● EXERCISE BRIEF:
The answer must be an exact copy of the lines from the one holding "Target: yellow scribble drawing" through the final line of the entries, and nothing else.

● DATA FOR THIS EXERCISE:
-----

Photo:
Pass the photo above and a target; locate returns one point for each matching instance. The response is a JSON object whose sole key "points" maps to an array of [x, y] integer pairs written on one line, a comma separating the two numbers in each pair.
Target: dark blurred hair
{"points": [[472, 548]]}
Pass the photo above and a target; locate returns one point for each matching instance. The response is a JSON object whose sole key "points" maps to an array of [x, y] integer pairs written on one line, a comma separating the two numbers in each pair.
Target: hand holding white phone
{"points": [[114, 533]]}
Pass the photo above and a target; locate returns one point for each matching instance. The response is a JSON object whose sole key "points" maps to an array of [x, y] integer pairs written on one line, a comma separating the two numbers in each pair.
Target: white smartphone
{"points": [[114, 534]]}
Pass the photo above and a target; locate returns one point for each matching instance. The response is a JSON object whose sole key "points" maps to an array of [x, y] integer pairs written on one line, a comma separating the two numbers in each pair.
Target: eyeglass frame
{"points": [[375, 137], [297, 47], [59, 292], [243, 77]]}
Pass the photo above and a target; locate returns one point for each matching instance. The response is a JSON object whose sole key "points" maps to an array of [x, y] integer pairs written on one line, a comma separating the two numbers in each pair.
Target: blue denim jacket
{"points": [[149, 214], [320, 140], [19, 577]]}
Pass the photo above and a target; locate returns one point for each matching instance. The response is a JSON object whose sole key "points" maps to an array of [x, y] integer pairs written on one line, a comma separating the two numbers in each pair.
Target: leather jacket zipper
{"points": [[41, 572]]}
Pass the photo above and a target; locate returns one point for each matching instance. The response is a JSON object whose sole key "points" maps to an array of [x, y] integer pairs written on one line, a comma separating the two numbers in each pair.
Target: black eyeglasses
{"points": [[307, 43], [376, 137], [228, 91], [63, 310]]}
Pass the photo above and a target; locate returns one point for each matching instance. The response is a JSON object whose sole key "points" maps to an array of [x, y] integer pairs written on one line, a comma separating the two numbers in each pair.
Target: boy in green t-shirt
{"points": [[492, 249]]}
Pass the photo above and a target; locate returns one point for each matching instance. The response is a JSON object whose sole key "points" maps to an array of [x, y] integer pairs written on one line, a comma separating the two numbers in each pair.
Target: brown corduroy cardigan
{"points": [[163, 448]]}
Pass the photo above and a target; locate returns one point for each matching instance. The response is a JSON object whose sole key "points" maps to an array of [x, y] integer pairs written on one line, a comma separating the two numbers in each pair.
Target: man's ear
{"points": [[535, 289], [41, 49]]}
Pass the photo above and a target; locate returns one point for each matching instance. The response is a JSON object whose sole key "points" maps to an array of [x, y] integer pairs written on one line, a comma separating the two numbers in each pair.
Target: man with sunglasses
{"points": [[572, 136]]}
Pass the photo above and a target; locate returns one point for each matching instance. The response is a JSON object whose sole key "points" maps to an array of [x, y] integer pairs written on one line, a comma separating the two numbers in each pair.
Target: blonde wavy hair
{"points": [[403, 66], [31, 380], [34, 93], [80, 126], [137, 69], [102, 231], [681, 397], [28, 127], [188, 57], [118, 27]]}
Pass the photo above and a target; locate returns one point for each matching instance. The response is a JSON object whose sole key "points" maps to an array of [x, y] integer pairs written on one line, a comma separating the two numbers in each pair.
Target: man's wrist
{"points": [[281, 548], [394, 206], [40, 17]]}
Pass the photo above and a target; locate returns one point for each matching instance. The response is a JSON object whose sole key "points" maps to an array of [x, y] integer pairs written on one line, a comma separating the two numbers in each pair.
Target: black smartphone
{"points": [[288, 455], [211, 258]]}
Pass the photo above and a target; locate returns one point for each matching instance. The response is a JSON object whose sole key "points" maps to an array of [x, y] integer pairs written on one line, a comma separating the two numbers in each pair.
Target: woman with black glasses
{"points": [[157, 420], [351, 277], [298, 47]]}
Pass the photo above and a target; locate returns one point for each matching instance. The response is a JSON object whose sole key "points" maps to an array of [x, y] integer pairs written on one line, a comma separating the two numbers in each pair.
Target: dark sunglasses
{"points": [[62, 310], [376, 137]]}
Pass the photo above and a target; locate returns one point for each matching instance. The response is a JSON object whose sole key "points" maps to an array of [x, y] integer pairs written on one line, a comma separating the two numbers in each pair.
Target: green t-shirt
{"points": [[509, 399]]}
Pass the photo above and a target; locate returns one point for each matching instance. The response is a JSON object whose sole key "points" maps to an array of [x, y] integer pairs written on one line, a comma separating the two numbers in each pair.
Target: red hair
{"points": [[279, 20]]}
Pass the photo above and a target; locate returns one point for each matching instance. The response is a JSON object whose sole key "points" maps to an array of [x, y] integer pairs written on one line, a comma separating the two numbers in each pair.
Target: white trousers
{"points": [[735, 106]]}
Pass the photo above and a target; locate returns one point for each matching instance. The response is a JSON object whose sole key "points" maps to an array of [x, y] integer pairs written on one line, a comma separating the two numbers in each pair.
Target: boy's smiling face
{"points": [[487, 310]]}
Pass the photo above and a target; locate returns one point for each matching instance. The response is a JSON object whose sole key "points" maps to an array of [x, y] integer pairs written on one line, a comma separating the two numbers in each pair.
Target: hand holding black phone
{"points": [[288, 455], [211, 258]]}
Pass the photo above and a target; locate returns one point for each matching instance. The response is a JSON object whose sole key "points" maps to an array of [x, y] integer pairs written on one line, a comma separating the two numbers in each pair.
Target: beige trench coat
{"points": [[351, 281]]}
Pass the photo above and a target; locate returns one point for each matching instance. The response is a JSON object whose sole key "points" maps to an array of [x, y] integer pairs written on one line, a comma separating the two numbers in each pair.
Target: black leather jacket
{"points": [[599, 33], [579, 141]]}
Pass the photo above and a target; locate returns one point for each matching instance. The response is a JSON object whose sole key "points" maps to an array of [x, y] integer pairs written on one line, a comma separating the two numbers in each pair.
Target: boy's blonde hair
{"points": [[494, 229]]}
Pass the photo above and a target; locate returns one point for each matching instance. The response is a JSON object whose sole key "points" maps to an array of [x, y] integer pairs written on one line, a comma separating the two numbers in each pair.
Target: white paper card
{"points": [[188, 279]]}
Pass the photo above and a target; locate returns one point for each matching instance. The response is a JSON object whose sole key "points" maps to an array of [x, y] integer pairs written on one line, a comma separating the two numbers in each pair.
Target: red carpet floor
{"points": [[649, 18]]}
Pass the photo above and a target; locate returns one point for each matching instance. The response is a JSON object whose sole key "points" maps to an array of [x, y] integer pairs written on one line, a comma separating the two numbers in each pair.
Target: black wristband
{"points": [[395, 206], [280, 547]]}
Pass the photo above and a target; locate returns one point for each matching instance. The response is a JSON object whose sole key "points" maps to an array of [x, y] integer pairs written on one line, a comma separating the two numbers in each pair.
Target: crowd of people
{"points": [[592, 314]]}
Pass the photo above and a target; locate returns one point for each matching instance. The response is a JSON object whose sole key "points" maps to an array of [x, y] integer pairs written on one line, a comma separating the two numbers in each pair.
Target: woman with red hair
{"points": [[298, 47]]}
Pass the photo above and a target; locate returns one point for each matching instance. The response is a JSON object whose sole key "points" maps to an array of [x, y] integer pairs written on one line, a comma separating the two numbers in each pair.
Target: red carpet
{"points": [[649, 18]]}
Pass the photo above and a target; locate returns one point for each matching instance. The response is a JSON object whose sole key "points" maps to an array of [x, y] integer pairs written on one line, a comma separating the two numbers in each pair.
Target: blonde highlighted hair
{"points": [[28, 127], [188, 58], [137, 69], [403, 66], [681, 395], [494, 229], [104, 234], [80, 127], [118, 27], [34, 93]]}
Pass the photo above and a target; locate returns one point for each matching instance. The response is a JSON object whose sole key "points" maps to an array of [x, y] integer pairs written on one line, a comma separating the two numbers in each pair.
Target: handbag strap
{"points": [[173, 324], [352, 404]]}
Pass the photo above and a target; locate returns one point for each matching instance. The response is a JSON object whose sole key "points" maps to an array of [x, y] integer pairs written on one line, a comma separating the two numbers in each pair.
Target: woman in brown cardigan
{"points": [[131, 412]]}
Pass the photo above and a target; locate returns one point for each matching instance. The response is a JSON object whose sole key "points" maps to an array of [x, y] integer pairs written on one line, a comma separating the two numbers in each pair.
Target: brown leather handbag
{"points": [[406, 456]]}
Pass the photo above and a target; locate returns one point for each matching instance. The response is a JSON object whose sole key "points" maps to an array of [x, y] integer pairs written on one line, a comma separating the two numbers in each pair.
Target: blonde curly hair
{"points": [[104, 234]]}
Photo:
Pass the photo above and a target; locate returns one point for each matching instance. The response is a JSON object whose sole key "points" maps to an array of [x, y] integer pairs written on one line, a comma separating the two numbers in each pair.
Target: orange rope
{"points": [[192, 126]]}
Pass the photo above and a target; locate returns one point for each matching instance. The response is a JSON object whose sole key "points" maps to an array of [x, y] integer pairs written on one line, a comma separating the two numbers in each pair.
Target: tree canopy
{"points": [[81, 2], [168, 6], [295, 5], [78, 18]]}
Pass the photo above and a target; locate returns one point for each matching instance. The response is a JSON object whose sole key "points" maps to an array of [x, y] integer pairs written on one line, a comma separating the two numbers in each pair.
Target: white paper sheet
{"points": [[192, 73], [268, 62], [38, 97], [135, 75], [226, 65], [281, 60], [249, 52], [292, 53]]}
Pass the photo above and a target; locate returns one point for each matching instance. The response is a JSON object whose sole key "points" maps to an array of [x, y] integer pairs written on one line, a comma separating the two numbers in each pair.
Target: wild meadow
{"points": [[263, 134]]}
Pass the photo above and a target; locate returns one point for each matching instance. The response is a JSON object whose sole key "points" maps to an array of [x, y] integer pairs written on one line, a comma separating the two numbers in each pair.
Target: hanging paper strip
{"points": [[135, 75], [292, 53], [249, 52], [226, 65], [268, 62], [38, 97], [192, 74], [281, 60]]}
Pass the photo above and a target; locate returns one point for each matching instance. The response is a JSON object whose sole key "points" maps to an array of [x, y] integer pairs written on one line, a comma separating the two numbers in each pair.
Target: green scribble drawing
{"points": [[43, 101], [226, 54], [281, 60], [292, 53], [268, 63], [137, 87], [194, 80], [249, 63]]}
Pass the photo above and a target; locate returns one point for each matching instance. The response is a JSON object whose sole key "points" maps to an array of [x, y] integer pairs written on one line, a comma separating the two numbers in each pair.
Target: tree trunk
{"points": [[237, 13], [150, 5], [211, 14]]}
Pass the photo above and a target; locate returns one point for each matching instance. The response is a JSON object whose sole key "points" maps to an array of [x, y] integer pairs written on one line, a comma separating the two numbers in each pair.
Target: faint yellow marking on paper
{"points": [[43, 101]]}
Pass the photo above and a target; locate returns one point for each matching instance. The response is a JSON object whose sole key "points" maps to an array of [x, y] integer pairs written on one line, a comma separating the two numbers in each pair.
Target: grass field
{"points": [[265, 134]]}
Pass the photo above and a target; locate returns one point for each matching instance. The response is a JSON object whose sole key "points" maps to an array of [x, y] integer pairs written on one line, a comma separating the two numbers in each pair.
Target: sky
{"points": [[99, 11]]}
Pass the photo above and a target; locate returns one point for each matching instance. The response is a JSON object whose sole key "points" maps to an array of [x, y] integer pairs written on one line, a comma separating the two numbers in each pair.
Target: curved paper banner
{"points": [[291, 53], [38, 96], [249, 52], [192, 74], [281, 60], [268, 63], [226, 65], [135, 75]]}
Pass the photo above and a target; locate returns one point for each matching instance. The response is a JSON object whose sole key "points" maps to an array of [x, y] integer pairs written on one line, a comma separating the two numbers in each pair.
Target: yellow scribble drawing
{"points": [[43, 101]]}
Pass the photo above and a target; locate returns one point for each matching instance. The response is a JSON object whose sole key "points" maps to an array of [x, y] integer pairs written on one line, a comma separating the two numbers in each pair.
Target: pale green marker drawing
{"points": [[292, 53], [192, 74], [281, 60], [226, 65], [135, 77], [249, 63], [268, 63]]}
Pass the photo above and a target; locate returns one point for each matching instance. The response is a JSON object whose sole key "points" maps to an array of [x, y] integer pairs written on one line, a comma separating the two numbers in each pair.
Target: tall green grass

-----

● YOUR RESPONSE:
Target: yellow scribble drawing
{"points": [[43, 101]]}
Pass the photo above and a target; locate returns one point for each matching instance. The response is a JSON object whose sole key "points" maps to an array of [x, y] integer pairs written on one line, a comma separating the two numbers in each pair.
Target: pale green marker drawing
{"points": [[292, 53], [192, 74], [281, 60], [226, 65], [135, 77], [249, 63], [268, 63]]}
Pass the photo above and a target; locate returns one point for each matching instance. The response is a JSON object whose sole key "points" maps to an array of [x, y] integer pairs written on one line, a comma separating the two numbers in each pair.
Target: tall green grass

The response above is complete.